REQUIREMENTS: Can you copy the material below line for line, with no changes?

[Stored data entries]
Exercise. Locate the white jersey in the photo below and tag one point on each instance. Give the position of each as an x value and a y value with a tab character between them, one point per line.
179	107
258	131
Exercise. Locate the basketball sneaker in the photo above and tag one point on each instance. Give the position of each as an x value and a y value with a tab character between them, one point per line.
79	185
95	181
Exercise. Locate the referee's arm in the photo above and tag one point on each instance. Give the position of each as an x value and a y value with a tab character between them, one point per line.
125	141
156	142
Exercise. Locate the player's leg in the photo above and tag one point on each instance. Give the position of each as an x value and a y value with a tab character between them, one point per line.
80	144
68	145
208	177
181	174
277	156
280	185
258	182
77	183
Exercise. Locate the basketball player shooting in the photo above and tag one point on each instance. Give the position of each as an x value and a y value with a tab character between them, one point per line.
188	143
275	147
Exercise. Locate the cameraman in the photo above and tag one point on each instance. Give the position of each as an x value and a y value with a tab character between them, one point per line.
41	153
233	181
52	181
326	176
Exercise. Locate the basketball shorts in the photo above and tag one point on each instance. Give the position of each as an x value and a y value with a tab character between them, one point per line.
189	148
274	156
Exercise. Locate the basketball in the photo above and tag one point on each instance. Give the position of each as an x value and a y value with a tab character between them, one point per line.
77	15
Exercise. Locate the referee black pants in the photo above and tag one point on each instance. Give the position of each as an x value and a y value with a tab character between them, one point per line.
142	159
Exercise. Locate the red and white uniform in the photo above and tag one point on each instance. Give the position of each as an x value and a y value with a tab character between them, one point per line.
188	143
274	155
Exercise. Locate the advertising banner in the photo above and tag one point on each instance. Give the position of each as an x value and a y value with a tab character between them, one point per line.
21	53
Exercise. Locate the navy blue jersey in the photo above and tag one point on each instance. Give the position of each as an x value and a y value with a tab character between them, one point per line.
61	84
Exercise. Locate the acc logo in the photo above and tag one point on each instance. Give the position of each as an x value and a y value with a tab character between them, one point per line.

SOLUTION:
Exercise. Locate the white jersey in the photo below and tag one point on each instance. Give the position of each as an x value and a y value with a tab character between them, one point per line.
179	107
258	131
Exercise. Locate the basketball sneaker in the photo above and tag one point on each instance. Give the position of each as an x value and a y value with a tab character between them, one point per line.
79	185
95	181
Exercise. Locate the referee's arm in the photo above and tag one point on each instance. Give the position of each as an x value and a y value with a tab character between them, one point per line.
125	141
156	142
Exercise. Locate the player's leg in the photo above and tag one point on each instance. Give the position of each as an x value and a y value with a tab character between them, one point per line.
80	144
68	145
208	177
181	174
277	156
280	185
258	182
77	183
Exercise. Locate the basketball player shooting in the photo above and tag one point on each instance. Give the position of each as an x value and a y value with a tab character between them, one point per line.
188	143
275	147
Exercise. Locate the cameraman in the photo above and tag one point on each instance. Give the position of each as an x value and a y value with a tab character between them, one point per line.
41	153
233	181
52	181
326	176
Exercise. Locate the basketball shorts in the photo above and tag one point on each instance. Give the position of each as an x value and a y value with a tab character between them, one point per line.
189	148
274	156
Exercise. Locate the basketball in the photo above and tag one point on each instance. Give the position of each as an x value and a y value with a tab character between them, one point per line.
77	15
Exercise. Locate the referee black pants in the photo above and tag one point on each instance. Give the position of each as an x value and a y value with a tab character between them, one point per line.
142	159
Exercise. Locate the red and white uniform in the photo above and tag one point on each instance. Give the position of each as an x value and a y value with a tab character between them, one point per line.
188	143
274	155
Exercise. Locate the advertising banner in the photo above and tag one point on each instance. Give the position of each as an x value and a y value with a tab character between them, one point per line.
21	53
Exercise. Locate the navy blue jersey in the photo above and tag one point on each instance. Give the position of each as an x value and a y value with a tab character between them, one point per line.
61	84
Exercise. Locate the acc logo in the photo above and tag one point on each instance. Give the position of each as an x value and a y value with a tab character between them, one point per line.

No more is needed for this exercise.